» Entradas de segmentação de imagem:

------------------------------------------------

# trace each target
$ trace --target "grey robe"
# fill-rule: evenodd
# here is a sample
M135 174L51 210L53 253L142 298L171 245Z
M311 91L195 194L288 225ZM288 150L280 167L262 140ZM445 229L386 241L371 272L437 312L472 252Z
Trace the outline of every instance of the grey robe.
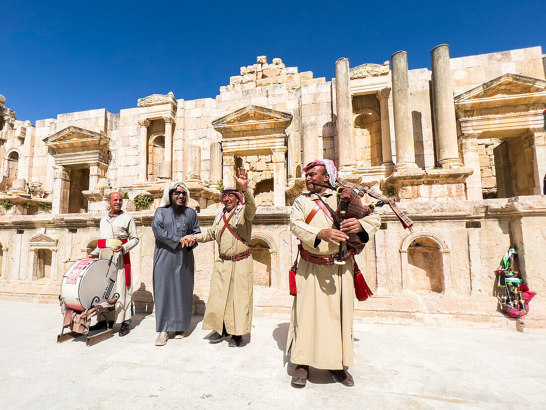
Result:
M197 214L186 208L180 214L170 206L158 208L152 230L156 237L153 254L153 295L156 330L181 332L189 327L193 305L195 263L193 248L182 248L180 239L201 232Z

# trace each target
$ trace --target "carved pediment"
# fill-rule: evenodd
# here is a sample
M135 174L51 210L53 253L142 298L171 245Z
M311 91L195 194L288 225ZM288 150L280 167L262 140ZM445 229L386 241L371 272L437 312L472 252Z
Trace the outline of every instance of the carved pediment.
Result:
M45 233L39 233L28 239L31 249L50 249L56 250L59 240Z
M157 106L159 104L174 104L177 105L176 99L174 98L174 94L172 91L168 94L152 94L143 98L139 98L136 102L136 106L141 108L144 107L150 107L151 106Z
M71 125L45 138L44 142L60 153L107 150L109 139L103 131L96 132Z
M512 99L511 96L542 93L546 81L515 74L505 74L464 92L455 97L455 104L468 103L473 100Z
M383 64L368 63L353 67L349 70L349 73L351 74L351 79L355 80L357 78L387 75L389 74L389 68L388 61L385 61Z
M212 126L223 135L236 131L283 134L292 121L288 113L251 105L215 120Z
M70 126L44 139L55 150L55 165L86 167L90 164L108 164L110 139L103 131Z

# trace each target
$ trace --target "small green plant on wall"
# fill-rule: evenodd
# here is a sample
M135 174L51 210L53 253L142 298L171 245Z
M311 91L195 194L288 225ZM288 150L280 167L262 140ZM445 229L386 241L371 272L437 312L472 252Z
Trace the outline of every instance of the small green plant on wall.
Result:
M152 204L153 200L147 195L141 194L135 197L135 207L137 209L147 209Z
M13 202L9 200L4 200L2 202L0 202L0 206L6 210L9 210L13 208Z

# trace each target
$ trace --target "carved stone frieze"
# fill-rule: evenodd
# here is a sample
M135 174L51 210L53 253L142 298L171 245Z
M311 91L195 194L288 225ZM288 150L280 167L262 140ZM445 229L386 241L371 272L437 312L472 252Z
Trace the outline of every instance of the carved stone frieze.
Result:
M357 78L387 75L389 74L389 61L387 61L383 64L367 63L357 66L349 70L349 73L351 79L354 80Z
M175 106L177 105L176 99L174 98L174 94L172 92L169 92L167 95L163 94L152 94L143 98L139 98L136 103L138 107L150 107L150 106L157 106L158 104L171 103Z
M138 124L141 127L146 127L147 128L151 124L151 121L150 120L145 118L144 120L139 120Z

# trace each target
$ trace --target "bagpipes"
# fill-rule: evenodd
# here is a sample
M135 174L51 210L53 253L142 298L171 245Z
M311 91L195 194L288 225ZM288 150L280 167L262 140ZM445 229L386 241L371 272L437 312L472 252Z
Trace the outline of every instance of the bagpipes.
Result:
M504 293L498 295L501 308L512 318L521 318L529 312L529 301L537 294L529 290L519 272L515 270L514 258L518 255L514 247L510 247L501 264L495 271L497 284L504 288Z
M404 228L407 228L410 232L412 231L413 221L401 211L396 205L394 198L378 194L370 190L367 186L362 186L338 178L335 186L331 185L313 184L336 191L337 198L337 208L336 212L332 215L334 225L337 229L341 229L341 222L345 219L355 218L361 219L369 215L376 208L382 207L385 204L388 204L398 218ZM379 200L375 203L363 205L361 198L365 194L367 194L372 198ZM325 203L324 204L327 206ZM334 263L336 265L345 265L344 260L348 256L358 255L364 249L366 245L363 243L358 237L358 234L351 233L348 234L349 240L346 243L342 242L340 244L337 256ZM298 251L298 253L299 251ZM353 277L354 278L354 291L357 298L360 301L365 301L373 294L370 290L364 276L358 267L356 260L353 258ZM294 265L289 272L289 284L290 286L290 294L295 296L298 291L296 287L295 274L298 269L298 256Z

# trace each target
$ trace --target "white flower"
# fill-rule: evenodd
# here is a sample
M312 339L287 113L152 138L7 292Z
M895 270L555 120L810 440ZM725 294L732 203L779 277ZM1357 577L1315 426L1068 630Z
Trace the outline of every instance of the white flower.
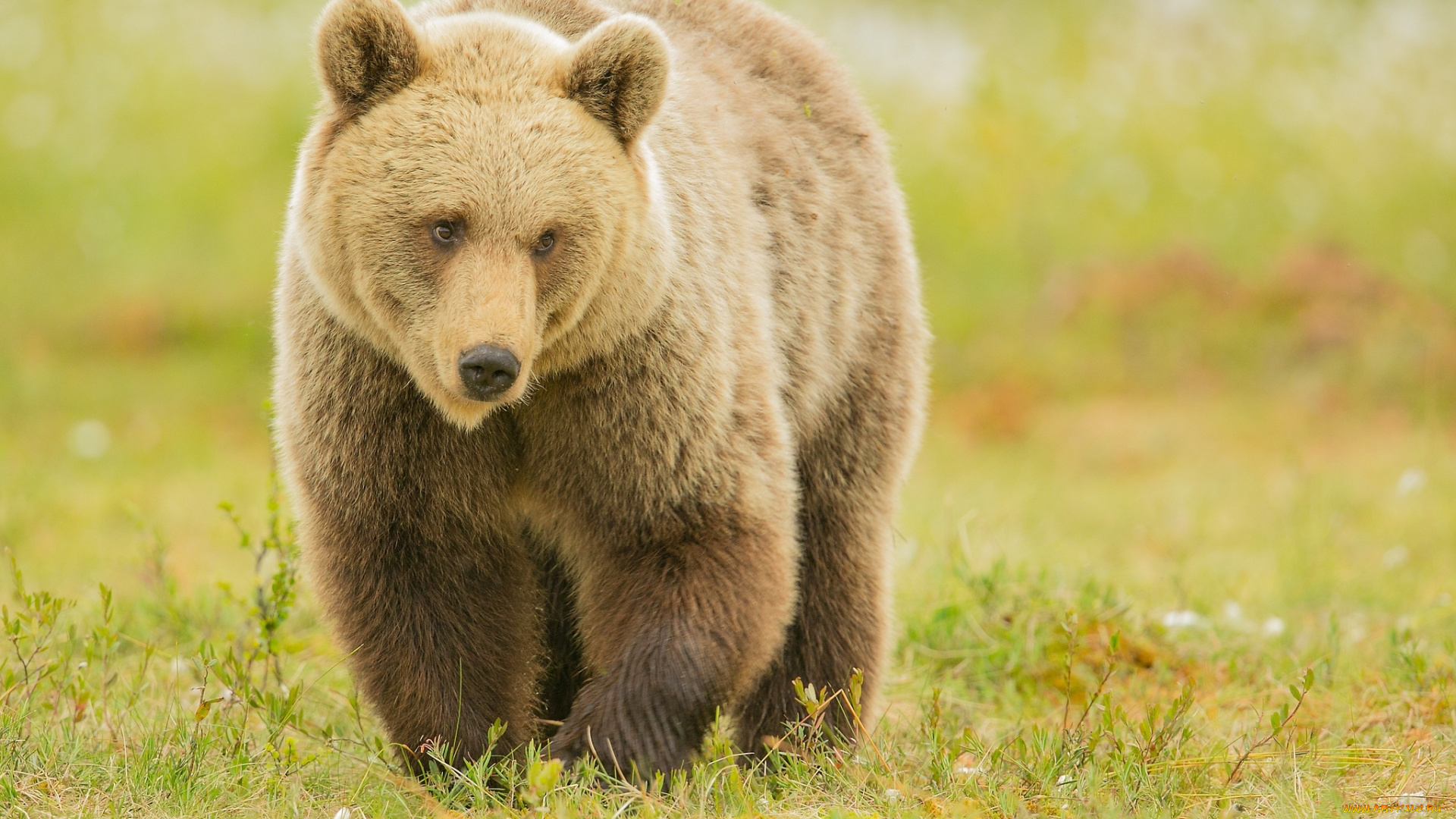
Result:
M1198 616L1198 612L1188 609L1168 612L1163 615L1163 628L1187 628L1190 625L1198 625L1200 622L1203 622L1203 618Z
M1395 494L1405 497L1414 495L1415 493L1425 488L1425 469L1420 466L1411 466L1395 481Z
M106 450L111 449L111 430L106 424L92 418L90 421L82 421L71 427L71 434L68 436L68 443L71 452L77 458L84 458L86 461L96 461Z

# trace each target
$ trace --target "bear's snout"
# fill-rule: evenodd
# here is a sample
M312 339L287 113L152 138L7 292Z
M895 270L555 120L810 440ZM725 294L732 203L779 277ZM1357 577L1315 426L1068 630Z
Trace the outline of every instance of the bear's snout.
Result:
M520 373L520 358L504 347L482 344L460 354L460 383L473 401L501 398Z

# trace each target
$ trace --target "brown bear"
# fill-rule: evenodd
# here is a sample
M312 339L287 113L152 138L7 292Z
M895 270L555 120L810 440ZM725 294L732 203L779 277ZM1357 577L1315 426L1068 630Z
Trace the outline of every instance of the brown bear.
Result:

------------------------------------------------

» Instruções do exercício:
Repita todos os dados acima linha por linha, sem mudar nada, mas deixe as imagens de fora.

» Solução da tarefa:
# trace each target
$ trace --target "grey robe"
# fill-rule: evenodd
# here is a sample
M135 174L51 210L53 253L142 298L171 245Z
M311 91L195 194L288 225ZM288 150L280 167L262 140ZM445 229L386 241L371 272L437 312L472 252Z
Trace the outline of every instance of the grey robe.
Result:
M197 214L186 208L180 214L170 206L158 208L152 230L156 237L153 254L153 295L156 330L181 332L189 327L193 305L195 263L193 248L182 248L180 239L201 232Z

# trace each target
$ trace --target "carved pediment"
# fill-rule: evenodd
# here is a sample
M135 174L51 210L53 253L142 298L171 245Z
M311 91L195 194L288 225ZM288 150L280 167L262 140ZM445 229L386 241L371 272L437 312L472 252Z
Trace the outline of every instance of the carved pediment.
Result:
M45 233L39 233L28 239L31 249L50 249L56 250L59 240Z
M157 106L159 104L174 104L177 105L176 99L174 98L174 94L172 91L168 94L152 94L143 98L139 98L136 102L136 106L141 108L144 107L150 107L151 106Z
M71 125L45 138L44 142L60 153L107 150L109 139L103 131L96 132Z
M512 99L511 96L542 93L546 81L515 74L505 74L464 92L455 97L455 104L468 103L473 100Z
M383 64L368 63L353 67L349 70L349 73L351 74L351 79L355 80L357 78L387 75L389 74L389 68L388 61L385 61Z
M212 126L223 135L236 131L283 134L292 121L288 113L251 105L215 120Z
M70 126L44 139L55 150L55 165L86 167L90 164L108 164L110 139L103 131Z

# trace each target
$ trace --target "small green plant on wall"
# fill-rule: evenodd
# here is a sample
M135 174L51 210L53 253L142 298L171 245Z
M311 91L195 194L288 225ZM288 150L280 167L262 140ZM445 229L386 241L371 272L437 312L472 252Z
Trace the outline of every instance of the small green plant on wall.
Result:
M152 204L153 200L147 195L141 194L135 197L135 207L137 209L147 209Z
M13 202L9 200L4 200L2 202L0 202L0 206L6 210L9 210L13 208Z

# trace each target
$ trace --target "carved stone frieze"
# fill-rule: evenodd
# here is a sample
M135 174L51 210L53 253L142 298L171 245Z
M311 91L195 194L288 225ZM288 150L280 167L262 140ZM445 229L386 241L371 272L437 312L472 252Z
Trace the outline of every instance of the carved stone frieze.
Result:
M357 78L387 75L389 74L389 61L387 61L383 64L367 63L357 66L349 70L349 73L351 79L354 80Z
M175 106L177 105L176 99L174 98L174 94L172 92L169 92L167 95L163 94L152 94L143 98L139 98L136 103L138 107L150 107L150 106L157 106L158 104L171 103Z
M138 124L141 127L146 127L147 128L151 124L151 121L150 120L145 118L144 120L139 120Z

# trace each target
$ trace --target "bagpipes"
# fill-rule: evenodd
# here is a sample
M135 174L51 210L53 253L142 298L171 245Z
M311 91L195 194L288 225ZM288 150L280 167L262 140ZM445 229L386 241L371 272L437 312L472 252Z
Trace the outline of every instance of the bagpipes.
Result:
M504 293L498 295L501 308L512 318L521 318L529 312L529 301L537 294L529 290L519 272L515 270L514 258L518 255L514 247L510 247L501 264L495 271L497 284L504 288Z
M404 228L407 228L410 232L412 231L413 221L401 211L396 205L394 198L378 194L370 190L367 186L362 186L338 178L335 186L331 185L313 184L336 191L337 198L337 208L336 212L332 215L334 225L337 229L341 229L341 222L345 219L355 218L361 219L369 215L376 208L382 207L385 204L388 204L398 218ZM379 200L375 203L363 205L361 198L365 194L367 194L372 198ZM325 203L324 204L327 206ZM334 263L336 265L345 265L344 260L348 256L358 255L364 249L366 245L363 243L358 237L358 234L351 233L348 234L349 240L346 243L342 242L340 244L337 256ZM298 251L298 253L299 251ZM353 277L354 278L354 291L357 298L360 301L365 301L373 294L370 290L364 276L358 267L356 260L353 258ZM294 265L289 272L289 284L290 286L290 294L295 296L298 291L296 287L295 274L298 269L298 256Z

# trace each target
$ trace --target "white flower"
# fill-rule: evenodd
# here is a sample
M312 339L287 113L152 138L7 292Z
M895 270L555 120L810 440ZM725 294L732 203L779 277ZM1357 577L1315 426L1068 630Z
Trace the outline of every instance of the white flower.
Result:
M1198 616L1198 612L1188 609L1168 612L1163 615L1163 628L1187 628L1190 625L1198 625L1200 622L1203 622L1203 618Z
M1395 494L1405 497L1414 495L1415 493L1425 488L1425 469L1420 466L1411 466L1395 481Z
M106 450L111 449L111 430L106 424L92 418L90 421L82 421L71 427L71 434L68 436L68 443L71 452L77 458L84 458L86 461L96 461Z

# trace each target
$ trace --target "bear's snout"
# fill-rule: evenodd
# here is a sample
M312 339L287 113L152 138L7 292Z
M895 270L555 120L810 440ZM725 294L732 203L779 277ZM1357 577L1315 426L1068 630Z
Trace the outline of every instance of the bear's snout.
Result:
M520 373L520 358L504 347L482 344L460 354L460 383L473 401L501 398Z

# trace each target
$ trace --target "brown bear"
# fill-rule: evenodd
# here is a sample
M312 339L287 113L152 138L7 292Z
M895 270L555 120L810 440ZM725 294L732 203L779 277ZM1357 577L1315 426L1068 630Z
Trace the outline of every instance of the brown bear.
Result:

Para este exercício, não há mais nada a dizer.